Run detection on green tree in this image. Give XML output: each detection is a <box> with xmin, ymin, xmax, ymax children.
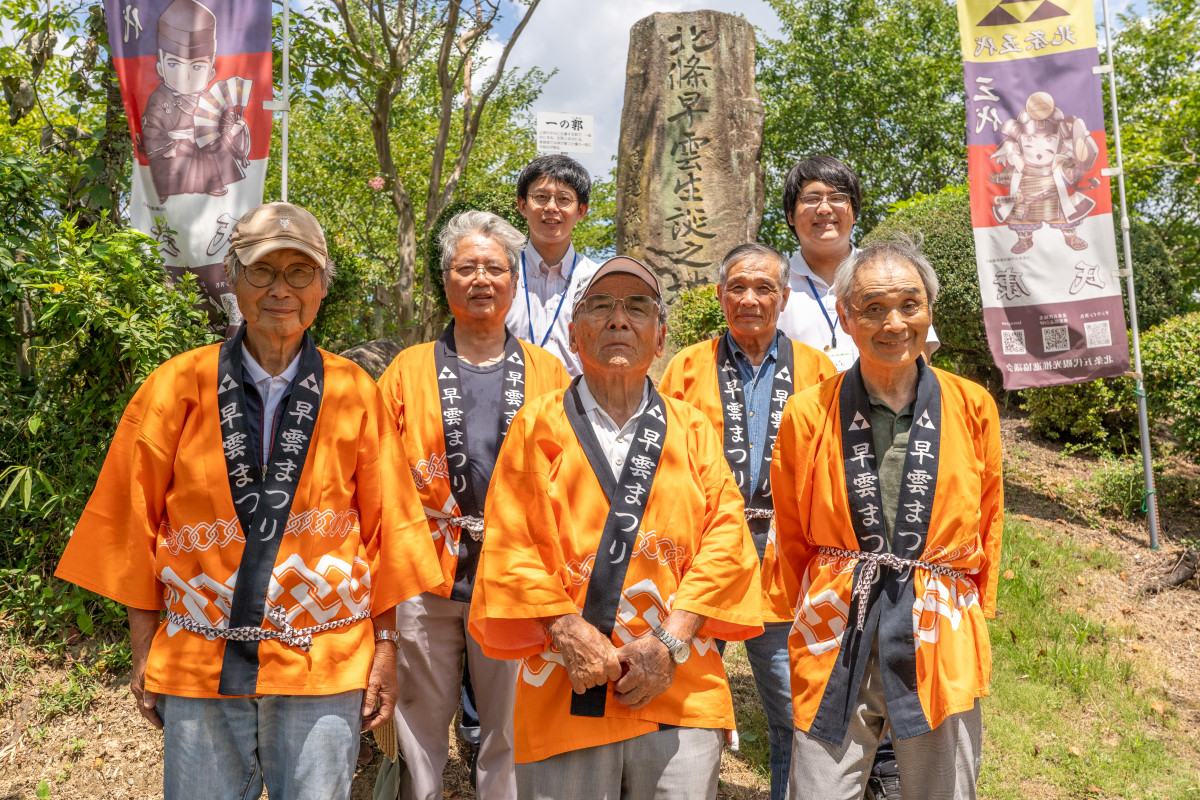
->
<box><xmin>1109</xmin><ymin>0</ymin><xmax>1200</xmax><ymax>296</ymax></box>
<box><xmin>288</xmin><ymin>0</ymin><xmax>545</xmax><ymax>341</ymax></box>
<box><xmin>757</xmin><ymin>0</ymin><xmax>966</xmax><ymax>250</ymax></box>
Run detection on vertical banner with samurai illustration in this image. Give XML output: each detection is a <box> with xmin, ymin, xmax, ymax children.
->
<box><xmin>957</xmin><ymin>0</ymin><xmax>1130</xmax><ymax>389</ymax></box>
<box><xmin>106</xmin><ymin>0</ymin><xmax>272</xmax><ymax>330</ymax></box>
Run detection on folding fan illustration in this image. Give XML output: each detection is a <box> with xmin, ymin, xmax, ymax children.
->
<box><xmin>193</xmin><ymin>77</ymin><xmax>253</xmax><ymax>150</ymax></box>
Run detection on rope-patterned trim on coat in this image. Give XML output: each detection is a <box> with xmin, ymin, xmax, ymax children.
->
<box><xmin>744</xmin><ymin>508</ymin><xmax>775</xmax><ymax>520</ymax></box>
<box><xmin>166</xmin><ymin>605</ymin><xmax>371</xmax><ymax>652</ymax></box>
<box><xmin>426</xmin><ymin>513</ymin><xmax>485</xmax><ymax>542</ymax></box>
<box><xmin>818</xmin><ymin>546</ymin><xmax>965</xmax><ymax>632</ymax></box>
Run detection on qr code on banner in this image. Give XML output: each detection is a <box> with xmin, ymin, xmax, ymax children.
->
<box><xmin>1001</xmin><ymin>329</ymin><xmax>1026</xmax><ymax>355</ymax></box>
<box><xmin>1085</xmin><ymin>320</ymin><xmax>1112</xmax><ymax>348</ymax></box>
<box><xmin>1042</xmin><ymin>325</ymin><xmax>1070</xmax><ymax>353</ymax></box>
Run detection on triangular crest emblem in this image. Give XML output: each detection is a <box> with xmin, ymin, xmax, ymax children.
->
<box><xmin>776</xmin><ymin>366</ymin><xmax>792</xmax><ymax>384</ymax></box>
<box><xmin>507</xmin><ymin>351</ymin><xmax>523</xmax><ymax>363</ymax></box>
<box><xmin>299</xmin><ymin>373</ymin><xmax>321</xmax><ymax>395</ymax></box>
<box><xmin>916</xmin><ymin>410</ymin><xmax>936</xmax><ymax>429</ymax></box>
<box><xmin>849</xmin><ymin>411</ymin><xmax>870</xmax><ymax>431</ymax></box>
<box><xmin>219</xmin><ymin>374</ymin><xmax>238</xmax><ymax>393</ymax></box>
<box><xmin>438</xmin><ymin>366</ymin><xmax>455</xmax><ymax>380</ymax></box>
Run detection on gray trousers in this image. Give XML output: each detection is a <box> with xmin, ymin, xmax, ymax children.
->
<box><xmin>787</xmin><ymin>641</ymin><xmax>982</xmax><ymax>800</ymax></box>
<box><xmin>516</xmin><ymin>727</ymin><xmax>723</xmax><ymax>800</ymax></box>
<box><xmin>392</xmin><ymin>592</ymin><xmax>518</xmax><ymax>800</ymax></box>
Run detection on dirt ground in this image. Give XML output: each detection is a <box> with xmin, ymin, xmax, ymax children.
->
<box><xmin>3</xmin><ymin>412</ymin><xmax>1198</xmax><ymax>800</ymax></box>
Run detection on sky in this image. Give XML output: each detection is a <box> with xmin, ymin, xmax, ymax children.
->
<box><xmin>481</xmin><ymin>0</ymin><xmax>1152</xmax><ymax>182</ymax></box>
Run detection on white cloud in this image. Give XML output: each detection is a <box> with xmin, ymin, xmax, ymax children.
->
<box><xmin>481</xmin><ymin>0</ymin><xmax>781</xmax><ymax>181</ymax></box>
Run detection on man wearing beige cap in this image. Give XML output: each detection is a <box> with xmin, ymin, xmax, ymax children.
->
<box><xmin>468</xmin><ymin>256</ymin><xmax>763</xmax><ymax>799</ymax></box>
<box><xmin>56</xmin><ymin>201</ymin><xmax>441</xmax><ymax>800</ymax></box>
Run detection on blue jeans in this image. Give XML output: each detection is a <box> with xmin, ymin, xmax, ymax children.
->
<box><xmin>744</xmin><ymin>621</ymin><xmax>796</xmax><ymax>800</ymax></box>
<box><xmin>159</xmin><ymin>690</ymin><xmax>363</xmax><ymax>800</ymax></box>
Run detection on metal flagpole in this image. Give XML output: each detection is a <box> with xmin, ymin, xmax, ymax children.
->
<box><xmin>1098</xmin><ymin>0</ymin><xmax>1159</xmax><ymax>549</ymax></box>
<box><xmin>265</xmin><ymin>0</ymin><xmax>291</xmax><ymax>201</ymax></box>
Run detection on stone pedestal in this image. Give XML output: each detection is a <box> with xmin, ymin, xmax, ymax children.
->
<box><xmin>615</xmin><ymin>11</ymin><xmax>765</xmax><ymax>304</ymax></box>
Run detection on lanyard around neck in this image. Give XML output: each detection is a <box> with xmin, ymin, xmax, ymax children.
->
<box><xmin>805</xmin><ymin>276</ymin><xmax>839</xmax><ymax>350</ymax></box>
<box><xmin>522</xmin><ymin>250</ymin><xmax>579</xmax><ymax>348</ymax></box>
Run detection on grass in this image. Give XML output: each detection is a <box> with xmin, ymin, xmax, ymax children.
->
<box><xmin>980</xmin><ymin>518</ymin><xmax>1199</xmax><ymax>799</ymax></box>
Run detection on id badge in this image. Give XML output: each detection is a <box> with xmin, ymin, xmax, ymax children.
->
<box><xmin>827</xmin><ymin>344</ymin><xmax>856</xmax><ymax>373</ymax></box>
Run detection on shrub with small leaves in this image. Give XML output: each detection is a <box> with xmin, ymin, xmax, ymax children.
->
<box><xmin>1141</xmin><ymin>312</ymin><xmax>1200</xmax><ymax>461</ymax></box>
<box><xmin>668</xmin><ymin>283</ymin><xmax>725</xmax><ymax>350</ymax></box>
<box><xmin>1022</xmin><ymin>377</ymin><xmax>1140</xmax><ymax>454</ymax></box>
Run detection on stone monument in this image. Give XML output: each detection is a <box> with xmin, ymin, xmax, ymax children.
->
<box><xmin>615</xmin><ymin>11</ymin><xmax>765</xmax><ymax>304</ymax></box>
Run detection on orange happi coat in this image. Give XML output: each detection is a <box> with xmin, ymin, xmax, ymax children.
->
<box><xmin>467</xmin><ymin>389</ymin><xmax>764</xmax><ymax>762</ymax></box>
<box><xmin>55</xmin><ymin>344</ymin><xmax>442</xmax><ymax>698</ymax></box>
<box><xmin>659</xmin><ymin>334</ymin><xmax>836</xmax><ymax>623</ymax></box>
<box><xmin>377</xmin><ymin>338</ymin><xmax>569</xmax><ymax>596</ymax></box>
<box><xmin>770</xmin><ymin>367</ymin><xmax>1003</xmax><ymax>736</ymax></box>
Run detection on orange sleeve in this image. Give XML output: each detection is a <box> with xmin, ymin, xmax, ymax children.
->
<box><xmin>54</xmin><ymin>374</ymin><xmax>174</xmax><ymax>610</ymax></box>
<box><xmin>769</xmin><ymin>394</ymin><xmax>822</xmax><ymax>610</ymax></box>
<box><xmin>354</xmin><ymin>371</ymin><xmax>444</xmax><ymax>613</ymax></box>
<box><xmin>375</xmin><ymin>349</ymin><xmax>407</xmax><ymax>435</ymax></box>
<box><xmin>974</xmin><ymin>390</ymin><xmax>1004</xmax><ymax>618</ymax></box>
<box><xmin>469</xmin><ymin>403</ymin><xmax>579</xmax><ymax>659</ymax></box>
<box><xmin>657</xmin><ymin>351</ymin><xmax>688</xmax><ymax>401</ymax></box>
<box><xmin>674</xmin><ymin>413</ymin><xmax>764</xmax><ymax>640</ymax></box>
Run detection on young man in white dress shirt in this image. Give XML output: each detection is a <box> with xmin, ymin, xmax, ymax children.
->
<box><xmin>507</xmin><ymin>155</ymin><xmax>600</xmax><ymax>377</ymax></box>
<box><xmin>775</xmin><ymin>155</ymin><xmax>938</xmax><ymax>374</ymax></box>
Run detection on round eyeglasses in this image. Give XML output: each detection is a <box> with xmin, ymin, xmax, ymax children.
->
<box><xmin>242</xmin><ymin>262</ymin><xmax>320</xmax><ymax>289</ymax></box>
<box><xmin>577</xmin><ymin>294</ymin><xmax>660</xmax><ymax>322</ymax></box>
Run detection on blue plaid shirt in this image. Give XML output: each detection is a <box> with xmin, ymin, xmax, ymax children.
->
<box><xmin>725</xmin><ymin>332</ymin><xmax>780</xmax><ymax>491</ymax></box>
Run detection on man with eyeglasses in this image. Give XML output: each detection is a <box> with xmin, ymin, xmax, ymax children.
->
<box><xmin>659</xmin><ymin>243</ymin><xmax>836</xmax><ymax>800</ymax></box>
<box><xmin>776</xmin><ymin>156</ymin><xmax>938</xmax><ymax>378</ymax></box>
<box><xmin>469</xmin><ymin>256</ymin><xmax>763</xmax><ymax>799</ymax></box>
<box><xmin>56</xmin><ymin>201</ymin><xmax>442</xmax><ymax>800</ymax></box>
<box><xmin>376</xmin><ymin>211</ymin><xmax>569</xmax><ymax>800</ymax></box>
<box><xmin>507</xmin><ymin>154</ymin><xmax>600</xmax><ymax>377</ymax></box>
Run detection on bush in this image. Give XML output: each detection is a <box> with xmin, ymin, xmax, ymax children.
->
<box><xmin>1087</xmin><ymin>457</ymin><xmax>1148</xmax><ymax>519</ymax></box>
<box><xmin>668</xmin><ymin>283</ymin><xmax>725</xmax><ymax>349</ymax></box>
<box><xmin>0</xmin><ymin>156</ymin><xmax>215</xmax><ymax>640</ymax></box>
<box><xmin>422</xmin><ymin>181</ymin><xmax>527</xmax><ymax>315</ymax></box>
<box><xmin>1022</xmin><ymin>378</ymin><xmax>1140</xmax><ymax>453</ymax></box>
<box><xmin>866</xmin><ymin>186</ymin><xmax>1186</xmax><ymax>391</ymax></box>
<box><xmin>1141</xmin><ymin>312</ymin><xmax>1200</xmax><ymax>461</ymax></box>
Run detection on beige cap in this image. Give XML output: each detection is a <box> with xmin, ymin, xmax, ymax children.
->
<box><xmin>229</xmin><ymin>202</ymin><xmax>328</xmax><ymax>267</ymax></box>
<box><xmin>573</xmin><ymin>256</ymin><xmax>661</xmax><ymax>311</ymax></box>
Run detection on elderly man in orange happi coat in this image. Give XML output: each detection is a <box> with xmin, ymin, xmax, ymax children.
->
<box><xmin>56</xmin><ymin>202</ymin><xmax>442</xmax><ymax>800</ymax></box>
<box><xmin>771</xmin><ymin>235</ymin><xmax>1003</xmax><ymax>800</ymax></box>
<box><xmin>469</xmin><ymin>256</ymin><xmax>764</xmax><ymax>800</ymax></box>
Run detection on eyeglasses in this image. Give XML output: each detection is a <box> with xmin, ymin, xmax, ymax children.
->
<box><xmin>242</xmin><ymin>262</ymin><xmax>319</xmax><ymax>288</ymax></box>
<box><xmin>798</xmin><ymin>192</ymin><xmax>852</xmax><ymax>209</ymax></box>
<box><xmin>527</xmin><ymin>192</ymin><xmax>579</xmax><ymax>210</ymax></box>
<box><xmin>577</xmin><ymin>294</ymin><xmax>660</xmax><ymax>322</ymax></box>
<box><xmin>448</xmin><ymin>262</ymin><xmax>512</xmax><ymax>279</ymax></box>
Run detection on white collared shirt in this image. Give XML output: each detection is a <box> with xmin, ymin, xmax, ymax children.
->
<box><xmin>576</xmin><ymin>376</ymin><xmax>653</xmax><ymax>480</ymax></box>
<box><xmin>776</xmin><ymin>248</ymin><xmax>939</xmax><ymax>373</ymax></box>
<box><xmin>505</xmin><ymin>241</ymin><xmax>599</xmax><ymax>378</ymax></box>
<box><xmin>241</xmin><ymin>345</ymin><xmax>301</xmax><ymax>467</ymax></box>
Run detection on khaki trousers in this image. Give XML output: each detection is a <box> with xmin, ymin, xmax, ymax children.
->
<box><xmin>393</xmin><ymin>592</ymin><xmax>518</xmax><ymax>800</ymax></box>
<box><xmin>787</xmin><ymin>640</ymin><xmax>982</xmax><ymax>800</ymax></box>
<box><xmin>516</xmin><ymin>727</ymin><xmax>723</xmax><ymax>800</ymax></box>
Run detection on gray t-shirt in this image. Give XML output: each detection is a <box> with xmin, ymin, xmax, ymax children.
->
<box><xmin>458</xmin><ymin>358</ymin><xmax>506</xmax><ymax>508</ymax></box>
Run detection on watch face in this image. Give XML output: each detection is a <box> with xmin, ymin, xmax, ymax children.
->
<box><xmin>671</xmin><ymin>641</ymin><xmax>690</xmax><ymax>664</ymax></box>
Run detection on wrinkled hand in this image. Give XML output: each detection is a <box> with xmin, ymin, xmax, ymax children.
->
<box><xmin>360</xmin><ymin>643</ymin><xmax>398</xmax><ymax>731</ymax></box>
<box><xmin>614</xmin><ymin>634</ymin><xmax>674</xmax><ymax>710</ymax></box>
<box><xmin>548</xmin><ymin>614</ymin><xmax>621</xmax><ymax>695</ymax></box>
<box><xmin>130</xmin><ymin>660</ymin><xmax>162</xmax><ymax>730</ymax></box>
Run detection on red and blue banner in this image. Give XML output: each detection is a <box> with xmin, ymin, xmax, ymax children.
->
<box><xmin>957</xmin><ymin>0</ymin><xmax>1130</xmax><ymax>389</ymax></box>
<box><xmin>105</xmin><ymin>0</ymin><xmax>272</xmax><ymax>330</ymax></box>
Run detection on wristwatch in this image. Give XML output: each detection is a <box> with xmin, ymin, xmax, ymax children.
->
<box><xmin>652</xmin><ymin>626</ymin><xmax>691</xmax><ymax>664</ymax></box>
<box><xmin>374</xmin><ymin>630</ymin><xmax>401</xmax><ymax>646</ymax></box>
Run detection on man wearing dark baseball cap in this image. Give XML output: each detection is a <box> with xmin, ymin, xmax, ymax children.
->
<box><xmin>469</xmin><ymin>256</ymin><xmax>763</xmax><ymax>799</ymax></box>
<box><xmin>56</xmin><ymin>200</ymin><xmax>442</xmax><ymax>800</ymax></box>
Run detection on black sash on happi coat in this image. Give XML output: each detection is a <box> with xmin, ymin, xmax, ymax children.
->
<box><xmin>434</xmin><ymin>322</ymin><xmax>526</xmax><ymax>601</ymax></box>
<box><xmin>216</xmin><ymin>324</ymin><xmax>324</xmax><ymax>696</ymax></box>
<box><xmin>716</xmin><ymin>331</ymin><xmax>795</xmax><ymax>560</ymax></box>
<box><xmin>808</xmin><ymin>359</ymin><xmax>943</xmax><ymax>744</ymax></box>
<box><xmin>563</xmin><ymin>377</ymin><xmax>667</xmax><ymax>717</ymax></box>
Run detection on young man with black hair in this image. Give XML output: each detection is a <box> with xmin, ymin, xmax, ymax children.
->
<box><xmin>775</xmin><ymin>155</ymin><xmax>938</xmax><ymax>376</ymax></box>
<box><xmin>506</xmin><ymin>154</ymin><xmax>600</xmax><ymax>377</ymax></box>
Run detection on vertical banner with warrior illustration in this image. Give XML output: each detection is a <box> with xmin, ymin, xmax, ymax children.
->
<box><xmin>105</xmin><ymin>0</ymin><xmax>272</xmax><ymax>331</ymax></box>
<box><xmin>957</xmin><ymin>0</ymin><xmax>1130</xmax><ymax>389</ymax></box>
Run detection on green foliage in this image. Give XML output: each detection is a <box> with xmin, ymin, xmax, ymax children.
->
<box><xmin>1086</xmin><ymin>457</ymin><xmax>1150</xmax><ymax>518</ymax></box>
<box><xmin>0</xmin><ymin>156</ymin><xmax>215</xmax><ymax>640</ymax></box>
<box><xmin>1111</xmin><ymin>0</ymin><xmax>1200</xmax><ymax>298</ymax></box>
<box><xmin>758</xmin><ymin>0</ymin><xmax>965</xmax><ymax>249</ymax></box>
<box><xmin>1022</xmin><ymin>378</ymin><xmax>1139</xmax><ymax>454</ymax></box>
<box><xmin>668</xmin><ymin>284</ymin><xmax>725</xmax><ymax>350</ymax></box>
<box><xmin>572</xmin><ymin>168</ymin><xmax>617</xmax><ymax>260</ymax></box>
<box><xmin>421</xmin><ymin>181</ymin><xmax>528</xmax><ymax>315</ymax></box>
<box><xmin>1141</xmin><ymin>312</ymin><xmax>1200</xmax><ymax>461</ymax></box>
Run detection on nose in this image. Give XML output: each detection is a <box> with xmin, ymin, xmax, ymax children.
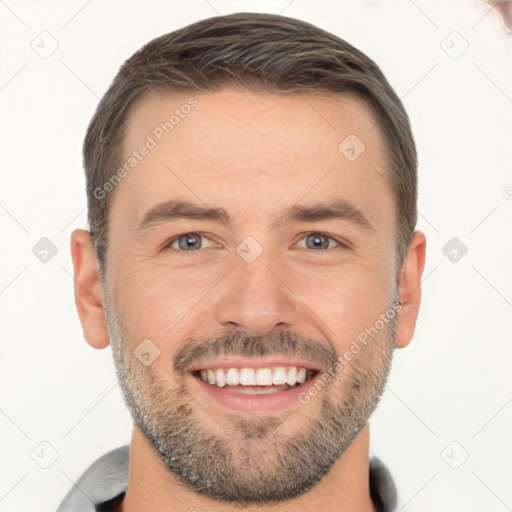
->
<box><xmin>213</xmin><ymin>252</ymin><xmax>300</xmax><ymax>337</ymax></box>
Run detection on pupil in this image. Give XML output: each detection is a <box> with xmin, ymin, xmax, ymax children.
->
<box><xmin>179</xmin><ymin>233</ymin><xmax>201</xmax><ymax>250</ymax></box>
<box><xmin>307</xmin><ymin>233</ymin><xmax>328</xmax><ymax>250</ymax></box>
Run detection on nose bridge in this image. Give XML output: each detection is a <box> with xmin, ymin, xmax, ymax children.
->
<box><xmin>213</xmin><ymin>248</ymin><xmax>299</xmax><ymax>337</ymax></box>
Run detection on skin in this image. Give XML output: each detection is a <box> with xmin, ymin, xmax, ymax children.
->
<box><xmin>71</xmin><ymin>88</ymin><xmax>426</xmax><ymax>512</ymax></box>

- **Directions for this task**
Show every line from the entries that includes the word "black".

- **Task output**
Run detection on black sash on happi coat in this image. Give XML output: each detection is a <box> with xmin, ymin, xmax, ymax children.
Run detection on young man with black hair in this image. Give XML output: each detection is a <box> with xmin, ymin, xmax, ymax children.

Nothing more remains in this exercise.